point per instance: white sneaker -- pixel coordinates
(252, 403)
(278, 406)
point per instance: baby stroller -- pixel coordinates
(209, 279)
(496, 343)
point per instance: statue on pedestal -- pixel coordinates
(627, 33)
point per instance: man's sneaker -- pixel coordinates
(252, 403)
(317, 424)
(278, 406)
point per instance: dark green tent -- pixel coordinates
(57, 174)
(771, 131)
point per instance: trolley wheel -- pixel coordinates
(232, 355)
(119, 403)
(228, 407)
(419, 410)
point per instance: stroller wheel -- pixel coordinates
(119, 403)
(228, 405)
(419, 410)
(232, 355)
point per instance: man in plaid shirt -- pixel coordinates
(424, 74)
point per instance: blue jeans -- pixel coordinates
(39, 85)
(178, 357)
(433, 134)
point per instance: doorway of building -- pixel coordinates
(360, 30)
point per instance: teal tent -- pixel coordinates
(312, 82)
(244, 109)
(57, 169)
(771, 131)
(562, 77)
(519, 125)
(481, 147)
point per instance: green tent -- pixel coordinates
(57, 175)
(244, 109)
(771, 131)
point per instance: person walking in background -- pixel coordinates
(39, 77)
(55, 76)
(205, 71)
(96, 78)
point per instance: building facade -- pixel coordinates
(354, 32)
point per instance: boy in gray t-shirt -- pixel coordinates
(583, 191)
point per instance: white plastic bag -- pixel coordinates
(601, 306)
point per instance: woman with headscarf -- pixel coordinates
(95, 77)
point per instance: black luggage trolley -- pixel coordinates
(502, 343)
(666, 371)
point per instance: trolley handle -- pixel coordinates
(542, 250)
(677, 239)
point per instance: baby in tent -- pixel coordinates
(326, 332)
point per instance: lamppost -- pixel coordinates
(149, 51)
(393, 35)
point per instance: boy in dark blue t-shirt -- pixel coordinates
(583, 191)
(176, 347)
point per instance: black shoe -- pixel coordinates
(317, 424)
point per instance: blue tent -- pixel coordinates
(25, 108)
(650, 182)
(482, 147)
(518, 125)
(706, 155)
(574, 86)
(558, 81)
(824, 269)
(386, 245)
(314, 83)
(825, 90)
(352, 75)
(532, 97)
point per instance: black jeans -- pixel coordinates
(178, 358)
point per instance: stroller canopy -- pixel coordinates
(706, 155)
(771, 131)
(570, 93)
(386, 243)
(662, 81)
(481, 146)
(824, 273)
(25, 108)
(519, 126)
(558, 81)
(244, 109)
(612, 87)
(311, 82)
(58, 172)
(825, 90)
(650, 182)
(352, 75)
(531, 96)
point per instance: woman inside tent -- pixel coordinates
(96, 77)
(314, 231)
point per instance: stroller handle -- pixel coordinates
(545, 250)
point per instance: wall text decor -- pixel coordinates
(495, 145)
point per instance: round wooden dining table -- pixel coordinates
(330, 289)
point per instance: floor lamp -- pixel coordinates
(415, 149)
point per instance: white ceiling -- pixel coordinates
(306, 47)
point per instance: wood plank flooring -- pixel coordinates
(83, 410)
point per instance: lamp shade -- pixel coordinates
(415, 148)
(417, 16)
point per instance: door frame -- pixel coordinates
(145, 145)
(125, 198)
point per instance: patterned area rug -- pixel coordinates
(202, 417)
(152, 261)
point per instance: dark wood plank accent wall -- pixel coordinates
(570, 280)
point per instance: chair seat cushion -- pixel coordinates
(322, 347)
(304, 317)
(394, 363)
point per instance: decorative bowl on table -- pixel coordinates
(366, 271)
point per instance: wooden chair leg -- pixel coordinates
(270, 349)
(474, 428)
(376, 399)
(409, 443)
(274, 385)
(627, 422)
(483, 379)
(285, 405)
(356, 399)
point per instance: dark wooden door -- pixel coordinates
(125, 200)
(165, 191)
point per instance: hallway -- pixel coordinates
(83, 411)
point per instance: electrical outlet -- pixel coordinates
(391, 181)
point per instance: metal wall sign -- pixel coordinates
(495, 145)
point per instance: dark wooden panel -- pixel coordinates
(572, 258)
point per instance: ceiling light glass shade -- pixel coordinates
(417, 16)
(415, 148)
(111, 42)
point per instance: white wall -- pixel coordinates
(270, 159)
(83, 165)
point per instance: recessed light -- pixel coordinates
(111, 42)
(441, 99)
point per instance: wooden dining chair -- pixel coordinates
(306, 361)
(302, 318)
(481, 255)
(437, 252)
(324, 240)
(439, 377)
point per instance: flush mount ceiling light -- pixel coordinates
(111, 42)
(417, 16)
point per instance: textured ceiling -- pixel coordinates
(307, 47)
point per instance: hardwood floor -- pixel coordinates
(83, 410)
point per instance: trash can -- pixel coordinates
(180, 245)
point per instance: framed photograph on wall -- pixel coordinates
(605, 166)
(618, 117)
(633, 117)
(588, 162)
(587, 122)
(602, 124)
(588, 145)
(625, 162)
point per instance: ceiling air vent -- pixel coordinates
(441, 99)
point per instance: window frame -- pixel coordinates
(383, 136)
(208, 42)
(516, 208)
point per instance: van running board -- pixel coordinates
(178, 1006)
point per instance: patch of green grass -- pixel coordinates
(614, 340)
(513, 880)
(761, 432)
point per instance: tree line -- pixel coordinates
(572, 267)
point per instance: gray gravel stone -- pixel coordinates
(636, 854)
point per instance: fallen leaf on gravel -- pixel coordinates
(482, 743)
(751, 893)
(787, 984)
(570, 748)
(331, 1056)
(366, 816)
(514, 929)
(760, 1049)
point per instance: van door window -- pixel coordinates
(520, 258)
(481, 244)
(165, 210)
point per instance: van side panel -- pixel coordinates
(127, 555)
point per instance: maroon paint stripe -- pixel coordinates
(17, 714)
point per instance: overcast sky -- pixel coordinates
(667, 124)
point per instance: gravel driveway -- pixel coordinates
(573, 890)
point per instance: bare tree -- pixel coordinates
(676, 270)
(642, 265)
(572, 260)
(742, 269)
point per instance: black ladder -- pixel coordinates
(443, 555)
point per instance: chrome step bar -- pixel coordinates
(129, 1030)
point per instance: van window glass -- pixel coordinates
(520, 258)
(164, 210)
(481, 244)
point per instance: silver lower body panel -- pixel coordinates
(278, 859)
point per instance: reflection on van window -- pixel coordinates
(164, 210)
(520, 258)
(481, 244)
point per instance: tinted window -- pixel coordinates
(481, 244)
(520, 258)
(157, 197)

* _Required work_: Repeat exactly, and only, the lines of the records above, starting with the line that contains "point per instance: recessed" and ending with the final line, both included.

* _Reply_:
point per instance: recessed light -- pixel coordinates
(111, 42)
(441, 99)
point per instance: wooden dining chair -- pixel coordinates
(306, 361)
(302, 318)
(481, 255)
(437, 252)
(324, 240)
(439, 377)
point per instance: flush mount ceiling light -- pixel coordinates
(111, 42)
(417, 16)
point per instance: textured ceiling -- pixel coordinates
(307, 47)
point per instance: hardwood floor -- pixel coordinates
(83, 410)
point per instance: trash can -- pixel coordinates
(180, 245)
point per instance: framed photograph on wall -- pixel coordinates
(605, 166)
(618, 117)
(633, 117)
(588, 162)
(587, 122)
(602, 124)
(588, 145)
(625, 162)
point per instance: ceiling air vent -- pixel coordinates
(441, 99)
point per instance: window frame -- pixel coordinates
(383, 136)
(208, 42)
(516, 208)
point per instance: van running board -- pixel coordinates
(178, 1006)
point per instance: patch of green grass -- pixel coordinates
(614, 340)
(513, 880)
(761, 432)
point per instance: tree line -- pixel coordinates
(572, 267)
point per instance: gray gravel stone -- pixel coordinates
(636, 854)
point per instance: fallen leaf on gravel -- pixel coordinates
(482, 743)
(751, 893)
(787, 984)
(570, 748)
(331, 1056)
(366, 816)
(514, 929)
(760, 1049)
point per instance: van door window -- pixel coordinates
(520, 258)
(481, 244)
(165, 210)
point per instance: van side panel -- pixel coordinates
(127, 555)
point per instance: maroon paint stripe -- pixel coordinates
(17, 714)
point per instance: overcast sky -- pixel coordinates
(667, 124)
point per instance: gravel driveway -- pixel coordinates
(573, 890)
point per instance: bare tree -- pixel coordinates
(676, 270)
(642, 265)
(572, 260)
(742, 269)
point per instance: black ladder -- pixel coordinates
(443, 555)
point per instance: chrome step bar -- pixel coordinates
(129, 1030)
point per instance: van window glass -- pixel coordinates
(520, 258)
(164, 210)
(481, 244)
point per instance: silver lower body panel -- pixel coordinates
(278, 859)
point per instance: reflection on van window -- pixel coordinates
(164, 210)
(520, 258)
(481, 244)
point per instance: tinted window -- pixel coordinates
(481, 244)
(520, 258)
(157, 197)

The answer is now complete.